__Given task__: List every person named in the passage about Joey Scarbury.

Firstly the Joey Scarbury story, which begins in his home town of Thousand Oaks, California. He started singing as a teen, and at age 14 was signed up to song writer Jimmy Webb’s publishing company, after being spotted by Webb’s father at a local talent show. It was 1969 and Scarbury was being groomed as another Wayne Newton or Paul Anka. His first single ‘She Never Smiles Anymore’ didn’t attract any attention, and soon after his recording contract was terminated. Scarbury scored another opportunity in 1971 when his single ‘Mixed Up Guy’ made a small splash inside the Hot 100 chart waters, paddling to #73. But that same year an even younger pretender to the pop throne broke through in the guise of a 13 year old called Donny Osmond, once again consigning Scarbury to the pop outskirts.

__Data block__:
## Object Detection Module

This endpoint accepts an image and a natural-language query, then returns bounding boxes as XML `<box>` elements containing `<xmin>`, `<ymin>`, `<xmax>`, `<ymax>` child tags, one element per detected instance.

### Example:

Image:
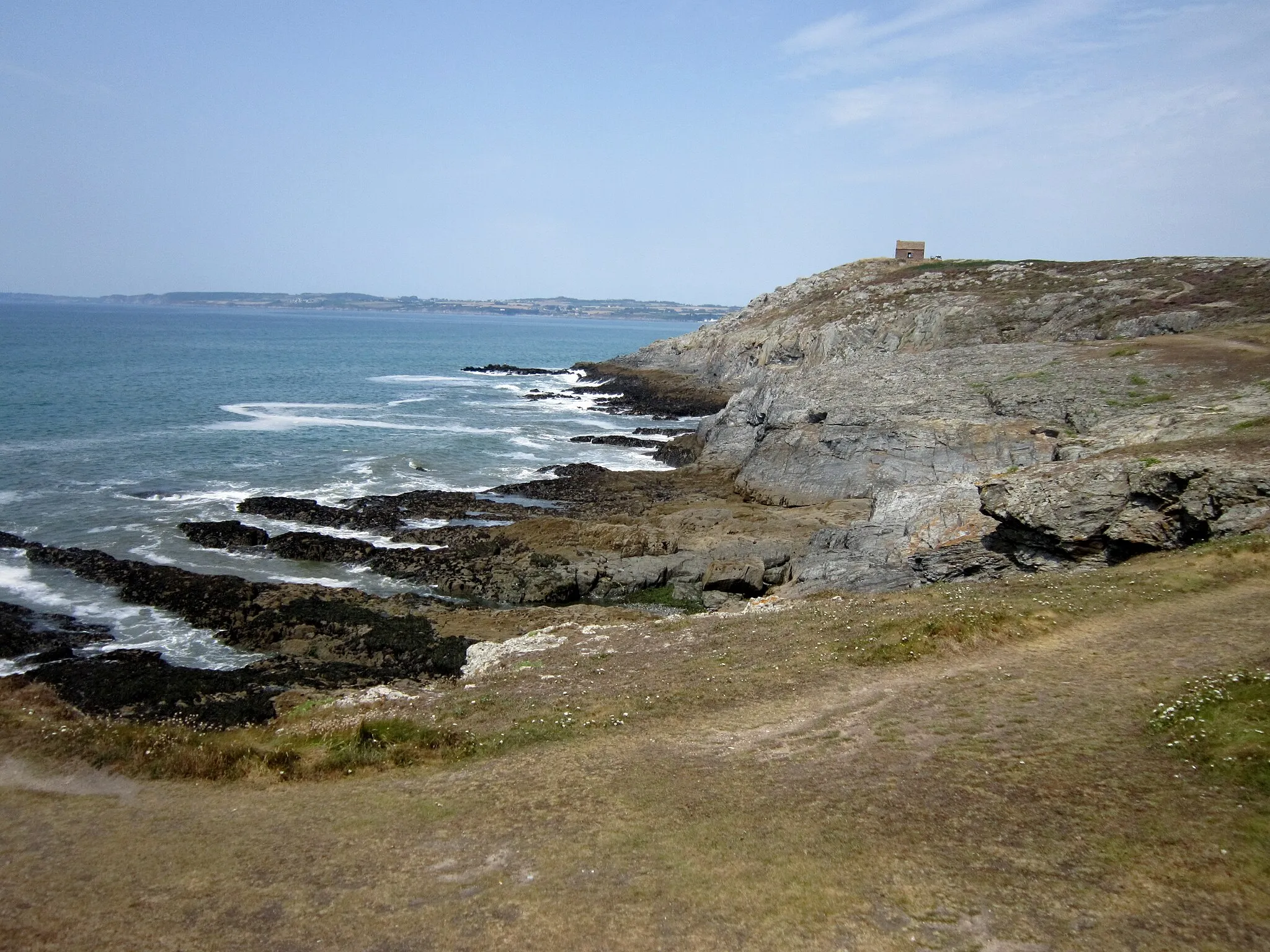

__Output of the task__:
Joey Scarbury
Jimmy Webb
Wayne Newton
Paul Anka
Donny Osmond